--- Start of Supplied text ---

Well, you can see why she won the Democratic primary.

She's said that women who have children are supporting the "patriarchy," and has encouraged "self-managed, at-home abortions" in states that ban the procedure.

And a 2019 video showed her screaming and sobbing while state troopers dragged her out of Tennessee Gov. Bill Lee's office after she dashed in without authorization. [bold added]
No wonder Reynolds says she'd make AOC look like a dignified stateswoman.

Let me add: She also makes Donald Trump look sane by comparison.

Her opponent, Matt Van Epps, defeated her by 9 percent, which was close to both what Democrats expected and the party affiliation gap in the redrawn district -- after big assists from his party, with "Trump campaign[ing] virtually on Van Epps's behalf in the closing days of the race," and "Republicans ... spending an unusually large amount of money in the district 'in a desperate last-minute attempt to avoid a Democratic overperformance'." according the Guardian.

Both parties will crow about the result, but I fail to see bragging rights for either. Rather, I remember the words of a Trump supporter whose business is being battered by Trump's tariffs, but who even now defends his vote:
Even after losing his business to Trump's policies, he stands by his vote: "Given the two people running, regardless of what they said on the campaign trail, I would've voted for President Trump again."
Reynolds attributes the closeness of the race to apathetic GOP voters, but even if we grant that Behn would get strong support from regular Democrat voters, might her nuttiness have muted discontent from Republican and independent voters?

When both parties are crazy and espouse anti-freedom, anti-prosperity policies, it can be hard even for non-partisans to read the tea leaves. That said, this was a race between a veteran (in the South no less) and a crazy person. If I were a Republcan, I wouldn't puff my chest out too much over this win.

--- End of Supplied text ---
--- Start of Dataset section ---

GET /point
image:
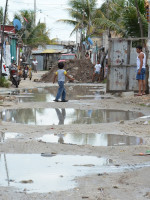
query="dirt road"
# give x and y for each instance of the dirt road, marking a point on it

--- End of Dataset section ---

To be done>
Do these three statements agree with the election commentary? Answer yes or no for each and quote the words that decide it.
1. Matt Van Epps won the race by 9 percent.
2. Reynolds blames the closeness of the race on apathetic Democratic voters.
3. A 2019 video showed state troopers dragging her out of the Tennessee governor's office.

Exercise output>
1. Yes: "Her opponent, Matt Van Epps, defeated her by 9 percent"
2. No: "Reynolds attributes the closeness of the race to apathetic GOP voters"
3. Yes: "a 2019 video showed her screaming and sobbing while state troopers dragged her out of Tennessee Gov. Bill Lee's office"